Position identification records
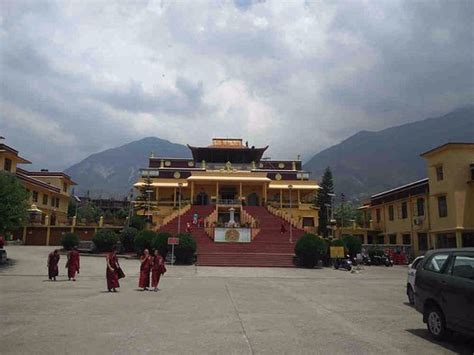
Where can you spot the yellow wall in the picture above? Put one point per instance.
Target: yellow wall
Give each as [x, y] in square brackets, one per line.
[455, 186]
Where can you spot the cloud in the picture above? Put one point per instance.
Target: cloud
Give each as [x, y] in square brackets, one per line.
[76, 78]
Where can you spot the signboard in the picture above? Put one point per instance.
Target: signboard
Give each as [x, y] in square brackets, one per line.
[232, 235]
[336, 252]
[173, 241]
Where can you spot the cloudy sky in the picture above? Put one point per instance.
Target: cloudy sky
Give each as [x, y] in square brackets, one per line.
[81, 76]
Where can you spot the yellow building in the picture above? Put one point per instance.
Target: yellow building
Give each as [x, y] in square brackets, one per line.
[435, 212]
[49, 191]
[229, 174]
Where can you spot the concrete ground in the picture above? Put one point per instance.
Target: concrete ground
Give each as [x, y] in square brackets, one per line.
[206, 310]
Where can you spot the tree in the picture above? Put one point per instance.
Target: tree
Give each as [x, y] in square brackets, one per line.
[323, 200]
[13, 203]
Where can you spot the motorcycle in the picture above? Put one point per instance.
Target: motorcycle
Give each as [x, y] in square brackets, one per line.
[343, 263]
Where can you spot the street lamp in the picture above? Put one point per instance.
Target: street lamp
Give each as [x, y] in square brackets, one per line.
[180, 184]
[290, 187]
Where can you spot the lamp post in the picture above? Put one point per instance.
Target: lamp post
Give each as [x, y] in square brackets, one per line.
[290, 187]
[331, 195]
[180, 184]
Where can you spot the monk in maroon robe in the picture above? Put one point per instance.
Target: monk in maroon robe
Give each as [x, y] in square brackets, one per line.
[112, 271]
[53, 269]
[158, 268]
[73, 264]
[145, 267]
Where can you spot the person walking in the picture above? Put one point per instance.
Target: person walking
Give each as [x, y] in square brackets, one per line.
[145, 267]
[111, 272]
[158, 268]
[73, 264]
[53, 268]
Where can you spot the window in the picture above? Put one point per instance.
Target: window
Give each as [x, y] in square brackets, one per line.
[422, 241]
[390, 213]
[442, 206]
[420, 207]
[392, 239]
[404, 210]
[464, 266]
[446, 240]
[436, 262]
[439, 173]
[468, 240]
[406, 239]
[7, 165]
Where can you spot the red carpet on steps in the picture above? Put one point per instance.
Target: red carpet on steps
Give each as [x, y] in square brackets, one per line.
[269, 248]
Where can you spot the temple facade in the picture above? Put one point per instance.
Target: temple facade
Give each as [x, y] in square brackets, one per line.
[229, 176]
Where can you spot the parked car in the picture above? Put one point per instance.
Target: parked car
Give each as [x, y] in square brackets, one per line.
[411, 279]
[444, 291]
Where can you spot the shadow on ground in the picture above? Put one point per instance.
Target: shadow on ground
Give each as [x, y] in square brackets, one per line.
[457, 343]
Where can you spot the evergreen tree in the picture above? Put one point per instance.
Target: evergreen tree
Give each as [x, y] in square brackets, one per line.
[13, 203]
[323, 200]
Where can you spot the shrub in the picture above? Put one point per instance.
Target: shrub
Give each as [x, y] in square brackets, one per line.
[144, 240]
[352, 244]
[309, 249]
[184, 251]
[105, 239]
[69, 241]
[127, 238]
[138, 222]
[160, 242]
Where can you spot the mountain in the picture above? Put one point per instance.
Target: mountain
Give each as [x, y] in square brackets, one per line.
[111, 173]
[370, 162]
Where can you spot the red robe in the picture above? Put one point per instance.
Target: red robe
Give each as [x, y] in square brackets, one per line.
[112, 275]
[73, 264]
[53, 269]
[158, 268]
[145, 273]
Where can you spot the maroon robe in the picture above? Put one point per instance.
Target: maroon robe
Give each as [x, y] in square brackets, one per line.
[112, 275]
[145, 273]
[158, 268]
[73, 264]
[53, 269]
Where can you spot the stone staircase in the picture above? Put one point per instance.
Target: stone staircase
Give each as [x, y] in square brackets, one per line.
[268, 249]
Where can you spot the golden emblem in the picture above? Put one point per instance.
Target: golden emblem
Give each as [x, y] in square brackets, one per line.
[232, 235]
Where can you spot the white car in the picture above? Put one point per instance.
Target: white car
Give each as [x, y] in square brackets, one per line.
[411, 279]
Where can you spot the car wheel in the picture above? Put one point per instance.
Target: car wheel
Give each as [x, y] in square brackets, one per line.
[436, 323]
[411, 295]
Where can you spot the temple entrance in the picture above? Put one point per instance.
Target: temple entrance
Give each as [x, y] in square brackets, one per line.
[202, 199]
[228, 193]
[252, 199]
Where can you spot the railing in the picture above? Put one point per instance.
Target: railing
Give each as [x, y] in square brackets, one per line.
[175, 214]
[228, 202]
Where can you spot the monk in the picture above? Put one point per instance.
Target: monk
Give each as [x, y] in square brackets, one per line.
[145, 267]
[158, 268]
[53, 269]
[111, 272]
[73, 264]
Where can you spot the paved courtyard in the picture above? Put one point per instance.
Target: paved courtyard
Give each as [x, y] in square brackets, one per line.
[207, 310]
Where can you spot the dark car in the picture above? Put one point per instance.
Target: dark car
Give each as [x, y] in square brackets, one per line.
[444, 291]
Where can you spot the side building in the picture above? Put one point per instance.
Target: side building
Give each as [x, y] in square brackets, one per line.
[49, 191]
[435, 212]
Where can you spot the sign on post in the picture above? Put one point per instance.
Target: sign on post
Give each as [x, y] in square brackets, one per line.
[336, 252]
[173, 241]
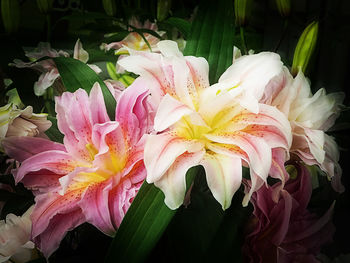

> Task objective: Collect every line of the items above that holds the word "shrub".

> Complete response:
Where can you spot the shrub in the picture above? Put one point per instance.
Target: shrub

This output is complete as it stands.